**QUOTED PASSAGE:**
begin
[Cryptography] VW/EPA tests as crypto protocols ?

Fri Sep 25 07:20:32 EDT 2015

> This topic touches on crypto only tangentially;  see last two
> paragraphs below.
> 
> In the VW situation, the correct regulatory protocol is simple:
> Stick a probe up the tailpipe and then go for a drive under 
> real-world conditions....
> 
> The general principle here is simple:  
>   *Measure the thing you care about.*
> 
> To say the same thing the other way:  Avoid measuring something
> that is only a proxy for the thing you care about.  As soon as
> you start rewarding and/or regulating the proxy, it ceases to
> be a reliable measure.  In this double-negative form it is 
> known as Goodheart's law:
>  https://en.wikipedia.org/wiki/Goodhart%27s_law
This idea has been around for many years in many forms.  One example I first saw some time in the early '70s was a response to one of those clever memes about management that made the rounds:  "You can't manage what you don't measure".  Response:  "You'll get exactly what you measure".

On the more general issue of detection:  This is an issue not so much of measurement as of testing.  There are multiple kinds of systems and system failures (deliberate or otherwise), and testing strategies have to be chosen to match the kind of system and failure that's possible.  Thus:

1.  You cannot distinguish correct from incorrect outputs.  These are rare, but there is one cryptographic element that falls into this category:  Random number generators.  These simply cannot be tested by looking at the results.  (It's interesting that the only example I know of in this class takes no inputs.)
end
**DATA PROVIDED:**
begin
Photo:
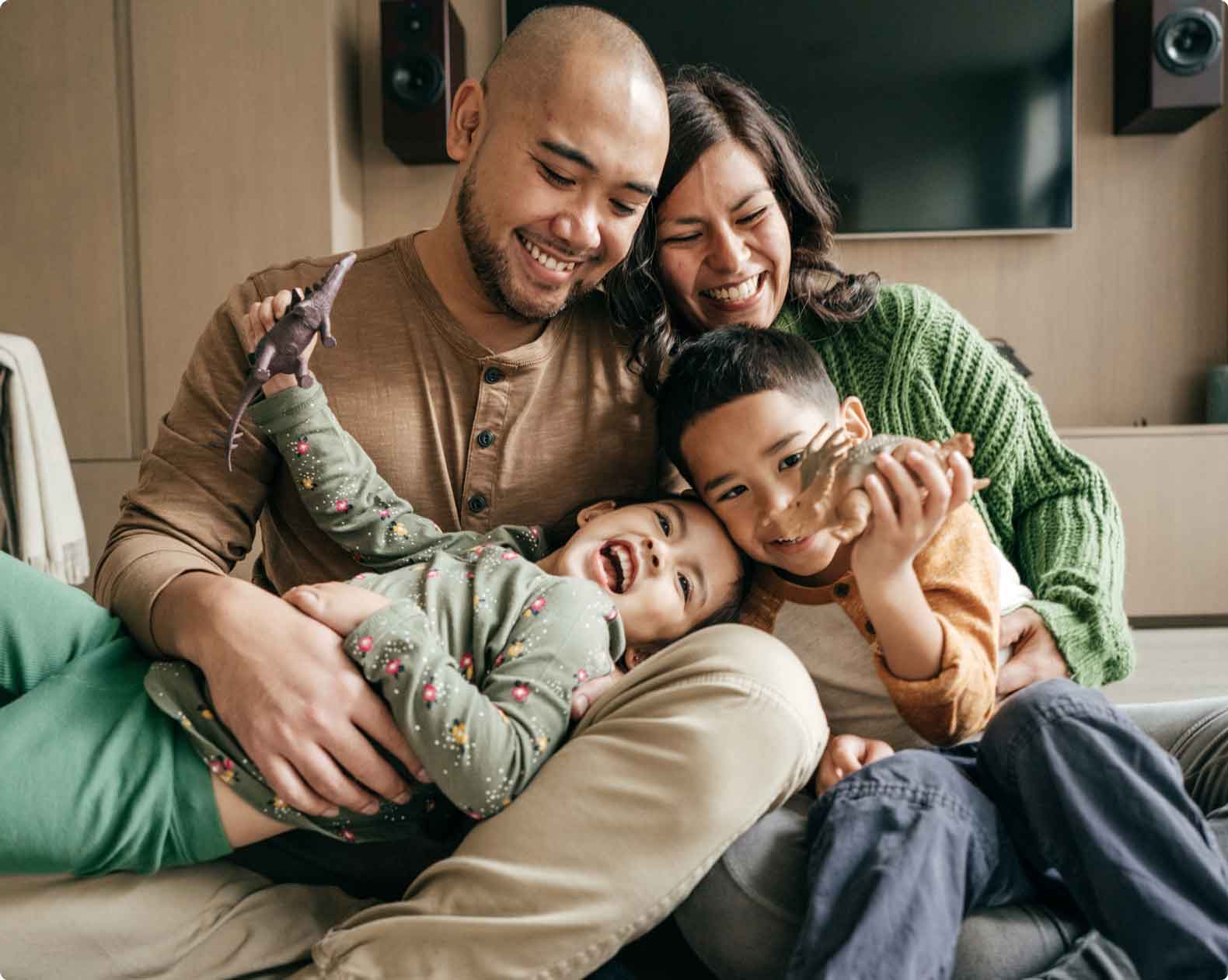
end
Please carry on the post about VW emissions tests as crypto protocols from its final sentence. The data is separate material.

**WRITTEN ANSWER:**
2.  You can construct an input set with the property that if the results are correct on the input set, they are correct everywhere.  There are systems that we assume have this property in the face of *random* failures, and we often implicitly assume it - e.g., with sets of test vectors for cryptographic algorithms.  Of course, in the face of deliberate wrongware, it's easy for the system to give the right answers exactly for the test vectors.

Almost all traditional testing really falls into this category, even if we don't explicitly write down the assumed "indicator set":  It's implicit in any fixed collection of deterministic tests.

3.  The set of inputs that induce failure makes up a substantial fraction of the input space, even though you don't know how to characterize the members of that fraction.  A sufficient number of random inputs (chosen independently each time you run the tests) can give you any desired probability that there are no failures.

Tests like this are done, but in my experience are relatively rare.  They shouldn't be.  In fact, the best tests consist of two parts:  Tests on a fixed set of typically sensitive areas (e.g., for any kind of numeric code, 0, -0 if your system has one, small, medium, large, and "at the limits" negative and positive); and as many random tests as you can manage.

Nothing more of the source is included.